▶ WHAT YOU WILL DO
What follows is a block of records; restate each one word for word.
==========
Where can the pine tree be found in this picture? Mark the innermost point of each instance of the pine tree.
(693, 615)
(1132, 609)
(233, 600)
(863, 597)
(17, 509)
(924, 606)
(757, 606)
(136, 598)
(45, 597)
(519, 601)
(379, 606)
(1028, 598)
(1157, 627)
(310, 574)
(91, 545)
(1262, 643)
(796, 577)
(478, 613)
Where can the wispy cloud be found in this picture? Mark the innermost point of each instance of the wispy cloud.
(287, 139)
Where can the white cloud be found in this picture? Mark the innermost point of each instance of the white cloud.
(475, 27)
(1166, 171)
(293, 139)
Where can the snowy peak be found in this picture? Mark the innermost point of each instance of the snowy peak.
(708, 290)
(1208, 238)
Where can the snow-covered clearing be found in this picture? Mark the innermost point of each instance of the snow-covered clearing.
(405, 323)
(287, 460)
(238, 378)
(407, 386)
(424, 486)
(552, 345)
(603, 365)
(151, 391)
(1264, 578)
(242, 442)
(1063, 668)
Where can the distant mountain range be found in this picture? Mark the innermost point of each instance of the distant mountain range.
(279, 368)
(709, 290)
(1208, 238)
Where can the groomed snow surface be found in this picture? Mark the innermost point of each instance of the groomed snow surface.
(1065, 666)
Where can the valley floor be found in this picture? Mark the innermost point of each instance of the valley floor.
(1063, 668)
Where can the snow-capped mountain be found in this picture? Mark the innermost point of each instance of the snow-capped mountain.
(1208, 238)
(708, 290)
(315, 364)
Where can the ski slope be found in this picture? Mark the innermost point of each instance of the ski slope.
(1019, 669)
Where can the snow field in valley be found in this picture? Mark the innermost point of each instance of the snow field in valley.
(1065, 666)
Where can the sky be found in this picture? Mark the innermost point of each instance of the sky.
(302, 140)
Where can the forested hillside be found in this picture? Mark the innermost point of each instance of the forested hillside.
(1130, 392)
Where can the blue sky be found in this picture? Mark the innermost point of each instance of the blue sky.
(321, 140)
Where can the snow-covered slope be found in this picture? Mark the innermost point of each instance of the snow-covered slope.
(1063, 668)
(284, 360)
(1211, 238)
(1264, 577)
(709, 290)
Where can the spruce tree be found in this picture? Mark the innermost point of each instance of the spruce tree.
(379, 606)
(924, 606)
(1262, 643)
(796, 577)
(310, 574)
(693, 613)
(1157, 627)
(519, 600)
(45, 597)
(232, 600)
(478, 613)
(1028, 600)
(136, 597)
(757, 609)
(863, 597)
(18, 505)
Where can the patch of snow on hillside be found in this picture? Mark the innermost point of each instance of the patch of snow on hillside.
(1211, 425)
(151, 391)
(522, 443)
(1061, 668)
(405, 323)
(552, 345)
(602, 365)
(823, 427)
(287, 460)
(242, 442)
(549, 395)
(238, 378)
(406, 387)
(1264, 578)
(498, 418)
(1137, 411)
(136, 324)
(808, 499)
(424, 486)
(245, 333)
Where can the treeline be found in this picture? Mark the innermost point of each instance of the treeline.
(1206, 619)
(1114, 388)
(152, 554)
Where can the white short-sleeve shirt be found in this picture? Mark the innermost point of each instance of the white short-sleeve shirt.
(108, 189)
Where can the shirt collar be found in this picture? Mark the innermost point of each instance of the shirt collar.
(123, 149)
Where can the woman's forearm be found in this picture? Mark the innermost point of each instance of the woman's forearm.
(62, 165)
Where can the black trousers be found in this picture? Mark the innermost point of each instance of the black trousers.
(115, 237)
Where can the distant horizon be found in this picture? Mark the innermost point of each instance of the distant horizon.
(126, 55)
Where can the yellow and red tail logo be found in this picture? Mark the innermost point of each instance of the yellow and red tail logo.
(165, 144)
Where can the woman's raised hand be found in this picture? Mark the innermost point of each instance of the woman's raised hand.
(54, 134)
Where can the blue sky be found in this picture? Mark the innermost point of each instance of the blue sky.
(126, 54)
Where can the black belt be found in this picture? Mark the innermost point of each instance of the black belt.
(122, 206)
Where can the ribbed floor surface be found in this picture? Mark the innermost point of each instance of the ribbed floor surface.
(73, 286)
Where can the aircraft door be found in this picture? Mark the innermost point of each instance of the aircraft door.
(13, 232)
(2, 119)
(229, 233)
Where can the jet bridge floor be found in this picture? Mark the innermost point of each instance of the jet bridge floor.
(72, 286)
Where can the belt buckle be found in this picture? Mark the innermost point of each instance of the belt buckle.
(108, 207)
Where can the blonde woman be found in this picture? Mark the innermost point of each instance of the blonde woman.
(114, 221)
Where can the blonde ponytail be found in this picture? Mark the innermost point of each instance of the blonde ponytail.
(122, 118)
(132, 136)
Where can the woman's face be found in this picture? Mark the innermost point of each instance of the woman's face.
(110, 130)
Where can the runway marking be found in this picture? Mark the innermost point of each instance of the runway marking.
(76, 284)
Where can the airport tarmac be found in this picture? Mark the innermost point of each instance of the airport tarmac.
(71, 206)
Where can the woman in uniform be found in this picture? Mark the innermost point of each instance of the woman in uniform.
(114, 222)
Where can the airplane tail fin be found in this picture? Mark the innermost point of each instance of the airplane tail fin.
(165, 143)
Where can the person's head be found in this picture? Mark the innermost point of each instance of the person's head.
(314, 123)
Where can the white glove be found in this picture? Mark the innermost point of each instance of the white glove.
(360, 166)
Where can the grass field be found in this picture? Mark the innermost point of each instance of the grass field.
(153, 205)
==========
▶ THE ANSWER
Where can the pine tree be found in this picture? Mark the innermost point of each instance of the pine tree.
(693, 615)
(1132, 609)
(233, 600)
(863, 597)
(17, 509)
(924, 606)
(757, 606)
(136, 598)
(45, 597)
(519, 601)
(379, 606)
(1028, 598)
(1157, 627)
(310, 574)
(91, 545)
(1262, 643)
(796, 577)
(478, 613)
Where can the wispy cloud be found in this picture? Mark the innermost point of each instance of the wispy cloud.
(287, 139)
Where can the white cloud be found in this picture? Mark the innermost point of each instance of the white cloud.
(475, 27)
(1166, 171)
(293, 139)
Where can the snowy peak be found in this picture? Mark the innermost point of each instance of the snowy peak.
(708, 290)
(1208, 238)
Where can the snow-covered clearing be found in this picture? Mark the innermost point of each instance of the snow-covered clearing.
(405, 323)
(287, 460)
(238, 378)
(407, 386)
(424, 486)
(552, 345)
(603, 365)
(151, 391)
(1264, 578)
(242, 442)
(1063, 668)
Where can the distant mountain range be found in this picture? Mark the innermost point of each instance of the distant mountain range.
(279, 368)
(709, 290)
(1208, 238)
Where can the groomed snow surface be found in this picture? Mark the innermost point of each instance of the groomed snow surface.
(1065, 666)
Where can the valley floor be found in this picture? Mark the innermost point of each instance of the valley floor.
(1063, 668)
Where can the snow-capped mountain be found in this picture? Mark the innermost point of each instance of the snow-capped mountain.
(1208, 238)
(708, 290)
(315, 364)
Where can the ski slope be found in this picture? Mark the innermost point of each instance of the ski slope.
(1019, 669)
Where can the snow field in valley be found in this picture? Mark the innermost point of each instance of the snow field in valley.
(1065, 666)
Where can the sky be found in this picture? Mark the innermost point of each instance of the sky.
(302, 140)
Where can the forested hillside be found in this picture? Mark the innermost point of each instance of the forested hillside.
(1130, 392)
Where can the blue sky be found in this picture? Mark the innermost point of each instance of the blue sky.
(321, 140)
Where can the snow-covered slope be found in this picture? Mark the innermost point of each instance of the snow-covered slope.
(1063, 668)
(284, 360)
(1211, 238)
(1264, 577)
(709, 290)
Where can the spruce tree be found in this picture? Mark the innermost point of each instance of the spruce tree.
(379, 606)
(924, 606)
(1262, 643)
(796, 577)
(310, 574)
(693, 613)
(1157, 627)
(519, 600)
(45, 597)
(232, 600)
(478, 613)
(1028, 600)
(136, 597)
(757, 609)
(863, 597)
(18, 505)
Where can the patch of snow on hillside be found in this picture? Mark the innermost point of each instance of the patch of snow on hillside.
(1211, 425)
(151, 391)
(522, 443)
(1061, 668)
(405, 323)
(552, 345)
(602, 365)
(823, 427)
(287, 460)
(242, 442)
(549, 395)
(238, 378)
(406, 387)
(1264, 578)
(498, 418)
(1137, 411)
(136, 324)
(808, 499)
(424, 486)
(245, 333)
Where can the treeline be found in this picture? Mark the innermost point of each instance of the treeline.
(1206, 619)
(1114, 388)
(152, 554)
Where can the white short-sleeve shirt be found in this picture? Mark the innermost point of each instance of the white short-sleeve shirt.
(108, 189)
Where can the shirt collar be found in this picture? Mark the innermost point of each instance of the shirt collar.
(123, 149)
Where can the woman's forearm be found in this picture? Mark the innermost point of each instance of the woman's forearm.
(62, 165)
Where can the black trousers be found in this picture? Mark the innermost point of each instance of the black trousers.
(115, 237)
Where can the distant horizon be found in this picture? Mark the innermost point of each instance of the distant horizon.
(126, 55)
Where can the yellow and red tail logo be found in this picture? Mark the innermost point of each instance of the yellow and red tail logo.
(165, 144)
Where can the woman's raised hand be found in this picture? Mark the innermost point of each instance of the woman's raised hand.
(54, 134)
Where can the blue sky be found in this picture? Mark the innermost point of each instance of the blue sky.
(126, 54)
Where can the black belt be found in this picture? Mark the innermost point of each instance of the black belt.
(122, 206)
Where can the ribbed floor surface be found in this picture? Mark the innermost point of each instance of the ribbed floor surface.
(73, 286)
Where can the aircraft door be found in this picture? Mark the innermost point of each instance of the aircraft door.
(13, 232)
(2, 119)
(229, 233)
Where can the jet bridge floor be found in this picture? Mark the innermost point of each instance of the jet bridge floor.
(72, 286)
Where can the belt buckle be found in this picture? Mark the innermost point of each instance of the belt buckle.
(108, 207)
Where can the blonde woman be found in this picture? Mark the innermost point of each instance of the blonde woman.
(114, 221)
Where can the blonde ponytail be found in this picture? Mark the innermost point of each instance of the blonde ponytail.
(122, 118)
(132, 136)
Where can the woman's face be found in this picture? Mark the innermost point of each instance of the woman's face.
(110, 130)
Where can the runway marking be found in this picture? Mark the innermost point of each instance of the runway marking.
(76, 284)
Where can the airport tarmac be found in this picture? Mark the innermost point of each instance of the airport tarmac.
(71, 206)
Where can the woman in uniform be found in this picture? Mark the innermost point of each instance of the woman in uniform.
(114, 222)
Where can the airplane tail fin be found in this picture? Mark the innermost point of each instance of the airplane tail fin.
(165, 143)
Where can the person's head be found in this picture? Mark the innermost point of each instance of the person's head.
(314, 123)
Where can the white glove be found in this picture? Mark the innermost point of each instance of the white glove.
(360, 166)
Where can the grass field be found in this picture? Mark the innermost point of each instance of the grass field.
(153, 205)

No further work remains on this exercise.